- **TESTO DELLA PAGINA**:
____

Maria Corbi
Una collezione di moda senza uno stilista è un po’ come una squadra di calcio senza allenatore, un set di Cinema senza regista, un coro senza direttore. E anche se i giocatori sono bravissimi c’è il rischio che manchi la magia che regala un fuoriclasse. E da Gucci la mancanza di un designer, dopo la cacciata fulminea di Sabato De Sarno il 6 febbraio scorso, si fa sentire nonostante sia abbastanza logico pensare che la collezione che abbiamo visto ieri al Superstudio Max di Milano sia stata disegnata in gran parte da lui.

____

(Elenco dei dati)

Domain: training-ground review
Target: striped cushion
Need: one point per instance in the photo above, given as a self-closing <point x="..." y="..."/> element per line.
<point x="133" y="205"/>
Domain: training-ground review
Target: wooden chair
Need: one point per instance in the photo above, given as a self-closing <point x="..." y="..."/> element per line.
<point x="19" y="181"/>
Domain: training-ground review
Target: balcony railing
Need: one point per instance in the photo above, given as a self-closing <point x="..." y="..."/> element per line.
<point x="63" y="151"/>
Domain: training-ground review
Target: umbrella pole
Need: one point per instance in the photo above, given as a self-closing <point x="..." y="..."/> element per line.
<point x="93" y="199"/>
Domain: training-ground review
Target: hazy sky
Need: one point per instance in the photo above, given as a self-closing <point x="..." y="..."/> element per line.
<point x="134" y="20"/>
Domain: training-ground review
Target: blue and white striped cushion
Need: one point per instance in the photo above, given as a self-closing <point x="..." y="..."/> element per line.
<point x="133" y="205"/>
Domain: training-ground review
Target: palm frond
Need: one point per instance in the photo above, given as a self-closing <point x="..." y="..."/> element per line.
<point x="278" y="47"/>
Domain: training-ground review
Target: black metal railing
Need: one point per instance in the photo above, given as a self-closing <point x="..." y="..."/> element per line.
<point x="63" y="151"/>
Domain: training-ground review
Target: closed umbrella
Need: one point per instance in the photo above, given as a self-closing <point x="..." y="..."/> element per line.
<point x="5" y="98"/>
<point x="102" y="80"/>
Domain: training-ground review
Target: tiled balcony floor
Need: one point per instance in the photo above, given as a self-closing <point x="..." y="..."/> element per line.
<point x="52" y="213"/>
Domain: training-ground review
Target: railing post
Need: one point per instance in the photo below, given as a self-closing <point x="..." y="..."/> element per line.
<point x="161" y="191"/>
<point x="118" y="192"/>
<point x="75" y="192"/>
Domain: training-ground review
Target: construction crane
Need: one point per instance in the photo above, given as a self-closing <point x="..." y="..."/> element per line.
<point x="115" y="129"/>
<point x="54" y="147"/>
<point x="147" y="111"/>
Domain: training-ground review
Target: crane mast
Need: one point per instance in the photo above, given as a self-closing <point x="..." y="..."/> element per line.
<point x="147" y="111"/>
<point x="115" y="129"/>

____

- **PROBLEMI DA RISOLVERE**:
- 1) Traduca in inglese questa frase del testo della pagina: «E anche se i giocatori sono bravissimi c’è il rischio che manchi la magia che regala un fuoriclasse.»
- 2) Ricopi dal testo della pagina il tratto che va da "Maria Corbi" fino a "parte da lui.".

- **RISPOSTE COMPLETE**:
- 1) And even if the players are excellent, there is a risk that the magic a star player brings will be missing.

- 2)
Maria Corbi
Una collezione di moda senza uno stilista è un po’ come una squadra di calcio senza allenatore, un set di Cinema senza regista, un coro senza direttore. E anche se i giocatori sono bravissimi c’è il rischio che manchi la magia che regala un fuoriclasse. E da Gucci la mancanza di un designer, dopo la cacciata fulminea di Sabato De Sarno il 6 febbraio scorso, si fa sentire nonostante sia abbastanza logico pensare che la collezione che abbiamo visto ieri al Superstudio Max di Milano sia stata disegnata in gran parte da lui.